**Task goal**
Recast the stretch of the listing from the line containing "Spot every instance of the blurred crowd" through the line containing "x=227 y=305" as a JSON list of strings, one string per line with blank lines omitted, covering only those lines.

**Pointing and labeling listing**
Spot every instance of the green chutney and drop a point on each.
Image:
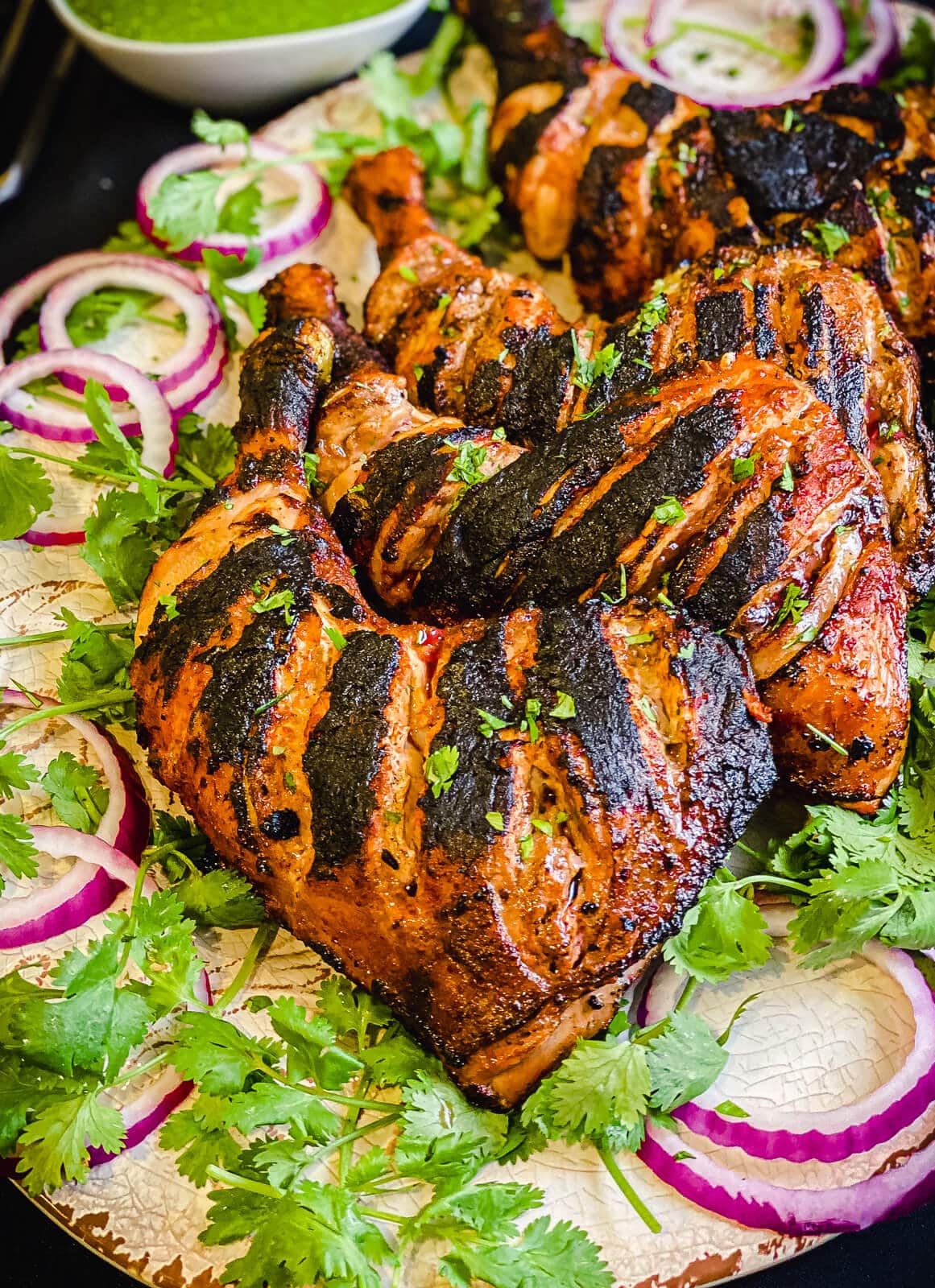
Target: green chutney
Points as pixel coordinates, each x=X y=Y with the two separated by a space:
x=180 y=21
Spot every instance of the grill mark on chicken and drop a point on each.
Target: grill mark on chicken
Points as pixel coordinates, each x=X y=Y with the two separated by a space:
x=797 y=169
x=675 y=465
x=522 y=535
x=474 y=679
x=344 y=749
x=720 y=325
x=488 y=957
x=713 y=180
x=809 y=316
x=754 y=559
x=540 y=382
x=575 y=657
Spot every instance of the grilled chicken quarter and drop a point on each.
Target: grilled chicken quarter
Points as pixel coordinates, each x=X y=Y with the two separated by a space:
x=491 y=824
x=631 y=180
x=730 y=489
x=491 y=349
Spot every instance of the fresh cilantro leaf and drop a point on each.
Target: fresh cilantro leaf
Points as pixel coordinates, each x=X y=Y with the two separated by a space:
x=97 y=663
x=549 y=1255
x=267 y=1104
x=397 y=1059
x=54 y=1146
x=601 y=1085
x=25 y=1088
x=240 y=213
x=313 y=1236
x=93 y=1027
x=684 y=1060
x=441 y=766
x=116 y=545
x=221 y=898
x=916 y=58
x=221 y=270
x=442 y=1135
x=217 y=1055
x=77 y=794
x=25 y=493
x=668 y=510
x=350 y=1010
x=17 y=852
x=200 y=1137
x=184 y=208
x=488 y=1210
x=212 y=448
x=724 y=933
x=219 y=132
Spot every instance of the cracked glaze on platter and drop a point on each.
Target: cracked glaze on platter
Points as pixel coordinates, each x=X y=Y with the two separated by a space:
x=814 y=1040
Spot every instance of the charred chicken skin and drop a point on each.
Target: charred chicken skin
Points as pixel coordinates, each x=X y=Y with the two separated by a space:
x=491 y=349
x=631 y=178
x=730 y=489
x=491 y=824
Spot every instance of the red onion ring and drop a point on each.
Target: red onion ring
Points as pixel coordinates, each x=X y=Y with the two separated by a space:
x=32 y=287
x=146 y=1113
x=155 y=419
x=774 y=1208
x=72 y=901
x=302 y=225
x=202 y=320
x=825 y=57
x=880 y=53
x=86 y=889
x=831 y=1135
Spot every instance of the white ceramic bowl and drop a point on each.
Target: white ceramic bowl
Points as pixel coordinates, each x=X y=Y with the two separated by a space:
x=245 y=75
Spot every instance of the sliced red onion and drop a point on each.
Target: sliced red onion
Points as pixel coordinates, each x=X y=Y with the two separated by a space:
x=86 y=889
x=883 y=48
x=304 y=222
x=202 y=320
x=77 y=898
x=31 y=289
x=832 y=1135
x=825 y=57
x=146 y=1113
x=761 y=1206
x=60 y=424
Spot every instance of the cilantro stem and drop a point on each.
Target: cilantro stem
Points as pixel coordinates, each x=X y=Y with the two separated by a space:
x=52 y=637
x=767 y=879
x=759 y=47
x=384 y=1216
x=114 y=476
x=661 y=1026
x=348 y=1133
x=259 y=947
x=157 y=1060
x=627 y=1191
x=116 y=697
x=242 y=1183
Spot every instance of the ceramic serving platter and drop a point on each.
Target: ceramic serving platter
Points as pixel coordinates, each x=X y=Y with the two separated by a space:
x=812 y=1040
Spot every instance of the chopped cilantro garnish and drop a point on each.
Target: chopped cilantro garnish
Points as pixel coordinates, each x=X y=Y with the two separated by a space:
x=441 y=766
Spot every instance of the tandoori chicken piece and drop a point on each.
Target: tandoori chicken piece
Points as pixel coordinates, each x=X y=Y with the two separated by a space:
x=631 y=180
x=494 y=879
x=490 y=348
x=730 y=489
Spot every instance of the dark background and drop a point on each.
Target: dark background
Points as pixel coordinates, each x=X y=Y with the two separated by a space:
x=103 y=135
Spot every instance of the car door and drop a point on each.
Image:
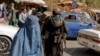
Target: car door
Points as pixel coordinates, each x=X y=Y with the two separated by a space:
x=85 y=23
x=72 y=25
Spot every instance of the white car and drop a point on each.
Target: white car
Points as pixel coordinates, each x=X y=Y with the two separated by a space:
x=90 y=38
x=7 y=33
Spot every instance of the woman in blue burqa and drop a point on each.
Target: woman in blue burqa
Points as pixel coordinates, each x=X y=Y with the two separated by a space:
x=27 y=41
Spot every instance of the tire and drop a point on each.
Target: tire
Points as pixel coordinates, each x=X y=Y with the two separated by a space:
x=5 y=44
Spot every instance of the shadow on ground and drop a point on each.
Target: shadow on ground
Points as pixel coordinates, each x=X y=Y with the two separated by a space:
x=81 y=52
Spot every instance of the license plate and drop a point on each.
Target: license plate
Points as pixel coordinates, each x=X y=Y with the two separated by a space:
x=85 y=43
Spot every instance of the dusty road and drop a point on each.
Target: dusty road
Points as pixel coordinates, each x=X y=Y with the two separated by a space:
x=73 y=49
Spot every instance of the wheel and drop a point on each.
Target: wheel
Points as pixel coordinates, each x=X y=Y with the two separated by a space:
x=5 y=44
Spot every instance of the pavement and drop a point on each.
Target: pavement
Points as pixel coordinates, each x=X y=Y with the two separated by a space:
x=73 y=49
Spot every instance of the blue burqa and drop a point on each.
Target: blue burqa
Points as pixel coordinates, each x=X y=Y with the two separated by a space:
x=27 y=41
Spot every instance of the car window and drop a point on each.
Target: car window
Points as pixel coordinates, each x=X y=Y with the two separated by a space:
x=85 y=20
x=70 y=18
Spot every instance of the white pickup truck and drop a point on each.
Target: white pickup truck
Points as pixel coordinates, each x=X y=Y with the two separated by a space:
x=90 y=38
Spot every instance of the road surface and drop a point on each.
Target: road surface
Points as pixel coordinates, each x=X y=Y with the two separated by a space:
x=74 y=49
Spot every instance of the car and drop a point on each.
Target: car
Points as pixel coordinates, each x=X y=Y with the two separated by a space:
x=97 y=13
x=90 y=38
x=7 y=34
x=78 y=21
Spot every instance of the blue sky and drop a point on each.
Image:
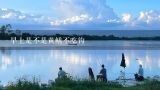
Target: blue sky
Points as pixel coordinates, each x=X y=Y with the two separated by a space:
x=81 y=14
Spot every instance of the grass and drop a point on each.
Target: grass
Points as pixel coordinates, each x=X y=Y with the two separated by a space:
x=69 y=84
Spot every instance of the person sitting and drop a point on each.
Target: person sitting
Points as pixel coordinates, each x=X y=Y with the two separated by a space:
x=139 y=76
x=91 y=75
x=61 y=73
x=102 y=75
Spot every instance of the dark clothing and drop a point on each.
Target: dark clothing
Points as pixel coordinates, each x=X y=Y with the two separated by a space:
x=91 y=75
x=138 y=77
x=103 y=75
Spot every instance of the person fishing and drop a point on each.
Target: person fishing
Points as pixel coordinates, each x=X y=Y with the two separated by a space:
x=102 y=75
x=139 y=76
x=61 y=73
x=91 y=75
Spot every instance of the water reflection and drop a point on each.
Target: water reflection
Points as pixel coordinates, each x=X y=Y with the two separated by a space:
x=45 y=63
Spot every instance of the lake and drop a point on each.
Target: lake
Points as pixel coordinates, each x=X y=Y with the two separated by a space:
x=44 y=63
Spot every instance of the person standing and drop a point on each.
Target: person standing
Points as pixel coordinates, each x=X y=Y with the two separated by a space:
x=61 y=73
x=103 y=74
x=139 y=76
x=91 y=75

--

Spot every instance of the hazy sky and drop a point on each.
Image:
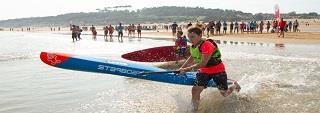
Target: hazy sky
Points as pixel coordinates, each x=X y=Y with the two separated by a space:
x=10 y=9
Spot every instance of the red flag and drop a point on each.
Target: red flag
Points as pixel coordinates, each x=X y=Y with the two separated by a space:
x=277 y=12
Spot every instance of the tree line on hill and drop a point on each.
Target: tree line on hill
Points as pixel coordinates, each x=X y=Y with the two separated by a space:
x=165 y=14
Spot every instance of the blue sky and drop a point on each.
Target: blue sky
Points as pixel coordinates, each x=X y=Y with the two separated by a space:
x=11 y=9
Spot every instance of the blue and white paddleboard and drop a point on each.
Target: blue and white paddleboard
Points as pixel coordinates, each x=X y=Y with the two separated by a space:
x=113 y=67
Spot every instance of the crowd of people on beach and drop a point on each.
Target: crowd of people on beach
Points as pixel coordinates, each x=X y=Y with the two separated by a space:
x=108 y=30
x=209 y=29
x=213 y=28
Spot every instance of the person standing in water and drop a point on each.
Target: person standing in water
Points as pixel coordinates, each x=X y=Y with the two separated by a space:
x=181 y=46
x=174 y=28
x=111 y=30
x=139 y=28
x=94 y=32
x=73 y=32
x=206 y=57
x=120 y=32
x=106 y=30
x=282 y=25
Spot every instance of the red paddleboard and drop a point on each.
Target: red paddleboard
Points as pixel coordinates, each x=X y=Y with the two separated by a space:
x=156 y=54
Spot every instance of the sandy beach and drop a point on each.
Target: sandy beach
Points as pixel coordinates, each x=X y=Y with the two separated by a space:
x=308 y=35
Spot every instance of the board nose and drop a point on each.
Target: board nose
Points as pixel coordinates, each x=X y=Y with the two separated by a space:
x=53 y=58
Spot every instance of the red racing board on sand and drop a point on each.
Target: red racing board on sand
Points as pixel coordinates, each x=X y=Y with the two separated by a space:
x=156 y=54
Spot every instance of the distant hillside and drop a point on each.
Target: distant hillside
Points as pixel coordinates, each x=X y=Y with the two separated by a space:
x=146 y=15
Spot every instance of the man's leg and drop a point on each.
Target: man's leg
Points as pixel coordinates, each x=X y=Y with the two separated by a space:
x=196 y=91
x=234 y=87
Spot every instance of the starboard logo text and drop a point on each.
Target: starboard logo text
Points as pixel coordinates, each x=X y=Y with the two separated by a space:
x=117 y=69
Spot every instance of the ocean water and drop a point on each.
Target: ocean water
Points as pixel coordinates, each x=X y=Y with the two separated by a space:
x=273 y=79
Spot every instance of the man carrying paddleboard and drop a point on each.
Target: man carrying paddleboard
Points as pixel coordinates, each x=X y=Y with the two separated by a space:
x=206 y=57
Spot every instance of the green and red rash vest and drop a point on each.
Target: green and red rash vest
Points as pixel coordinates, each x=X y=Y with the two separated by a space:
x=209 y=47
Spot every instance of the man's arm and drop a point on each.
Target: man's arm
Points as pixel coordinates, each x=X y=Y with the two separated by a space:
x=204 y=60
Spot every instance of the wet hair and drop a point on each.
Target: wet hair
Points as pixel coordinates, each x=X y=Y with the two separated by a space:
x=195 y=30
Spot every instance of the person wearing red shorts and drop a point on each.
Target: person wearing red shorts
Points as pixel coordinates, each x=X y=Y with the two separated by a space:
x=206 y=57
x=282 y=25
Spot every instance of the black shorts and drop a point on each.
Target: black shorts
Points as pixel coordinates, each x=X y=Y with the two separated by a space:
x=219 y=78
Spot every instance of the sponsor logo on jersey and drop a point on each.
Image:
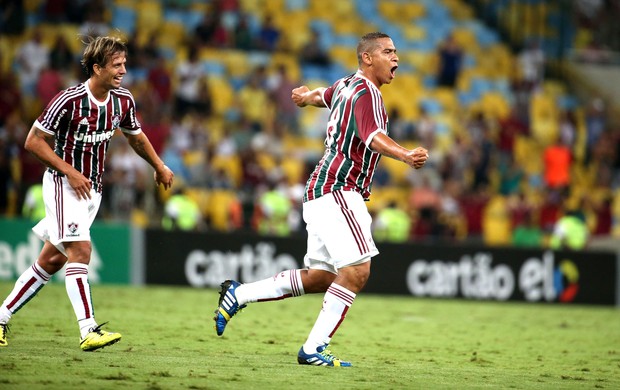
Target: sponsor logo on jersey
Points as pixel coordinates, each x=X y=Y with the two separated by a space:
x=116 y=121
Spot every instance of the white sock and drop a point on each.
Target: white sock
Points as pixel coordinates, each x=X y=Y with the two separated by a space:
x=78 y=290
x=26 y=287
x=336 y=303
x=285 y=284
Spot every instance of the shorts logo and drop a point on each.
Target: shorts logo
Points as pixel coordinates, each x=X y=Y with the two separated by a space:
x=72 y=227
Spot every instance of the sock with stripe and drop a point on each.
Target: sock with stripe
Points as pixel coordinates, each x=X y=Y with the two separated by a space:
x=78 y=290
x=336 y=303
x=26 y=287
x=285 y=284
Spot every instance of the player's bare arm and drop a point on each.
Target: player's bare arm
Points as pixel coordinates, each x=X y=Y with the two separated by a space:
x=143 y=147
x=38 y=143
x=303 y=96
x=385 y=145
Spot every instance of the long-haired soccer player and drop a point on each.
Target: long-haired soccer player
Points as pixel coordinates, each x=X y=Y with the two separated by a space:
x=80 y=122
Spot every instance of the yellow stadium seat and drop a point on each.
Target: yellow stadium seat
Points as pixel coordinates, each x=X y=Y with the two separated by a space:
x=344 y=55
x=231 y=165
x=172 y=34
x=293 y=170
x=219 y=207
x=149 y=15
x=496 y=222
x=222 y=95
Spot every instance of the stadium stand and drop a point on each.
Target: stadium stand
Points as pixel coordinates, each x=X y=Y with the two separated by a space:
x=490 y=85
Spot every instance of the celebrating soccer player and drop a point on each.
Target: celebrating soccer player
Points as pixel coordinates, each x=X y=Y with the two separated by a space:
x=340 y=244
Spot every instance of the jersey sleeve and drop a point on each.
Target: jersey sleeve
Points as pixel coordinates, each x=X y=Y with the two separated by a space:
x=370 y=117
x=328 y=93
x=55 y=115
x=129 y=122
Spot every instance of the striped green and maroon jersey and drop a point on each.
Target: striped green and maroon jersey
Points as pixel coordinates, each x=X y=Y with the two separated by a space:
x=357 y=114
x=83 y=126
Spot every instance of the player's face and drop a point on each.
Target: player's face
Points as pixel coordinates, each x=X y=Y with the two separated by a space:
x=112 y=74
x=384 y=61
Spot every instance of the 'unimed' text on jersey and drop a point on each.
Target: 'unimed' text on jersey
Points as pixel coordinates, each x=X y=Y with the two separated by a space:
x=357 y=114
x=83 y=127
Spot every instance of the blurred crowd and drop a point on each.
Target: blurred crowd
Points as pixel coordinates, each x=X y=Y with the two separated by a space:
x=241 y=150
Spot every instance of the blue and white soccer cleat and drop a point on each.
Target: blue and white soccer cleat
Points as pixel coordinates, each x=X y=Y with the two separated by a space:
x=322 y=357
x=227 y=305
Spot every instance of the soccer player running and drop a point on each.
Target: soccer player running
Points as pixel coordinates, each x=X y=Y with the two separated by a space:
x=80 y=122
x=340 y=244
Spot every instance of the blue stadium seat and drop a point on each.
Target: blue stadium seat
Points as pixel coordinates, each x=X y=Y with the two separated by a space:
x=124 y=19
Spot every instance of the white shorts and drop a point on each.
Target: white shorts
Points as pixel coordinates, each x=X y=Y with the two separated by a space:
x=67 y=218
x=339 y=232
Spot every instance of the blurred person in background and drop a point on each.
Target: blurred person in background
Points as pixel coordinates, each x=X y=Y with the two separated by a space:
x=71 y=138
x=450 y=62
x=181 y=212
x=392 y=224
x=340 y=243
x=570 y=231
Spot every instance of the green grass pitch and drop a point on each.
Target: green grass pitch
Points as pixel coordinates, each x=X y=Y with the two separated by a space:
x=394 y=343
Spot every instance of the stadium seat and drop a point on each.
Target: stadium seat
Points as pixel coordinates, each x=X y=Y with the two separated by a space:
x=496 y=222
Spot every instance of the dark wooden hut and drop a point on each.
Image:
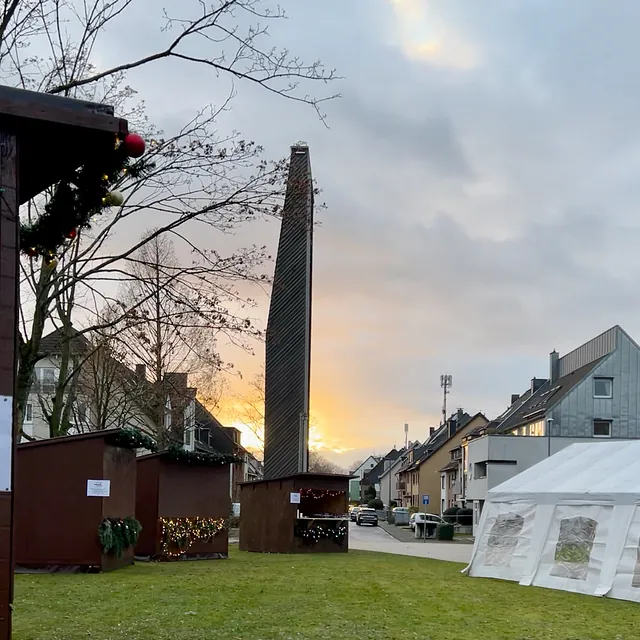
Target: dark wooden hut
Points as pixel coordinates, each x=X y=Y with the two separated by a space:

**Output below**
[
  "Spot every instance of the blurred crowd and drop a point on each.",
  "Target: blurred crowd",
  "Points as pixel coordinates, each x=X y=Y with the two separated by a space:",
  "x=241 y=150",
  "Spot every instance of the blue and white soccer cleat and drop a point on each.",
  "Target: blue and white soccer cleat",
  "Points as pixel coordinates, each x=X y=Y with the two separated by a space:",
  "x=322 y=357",
  "x=227 y=305"
]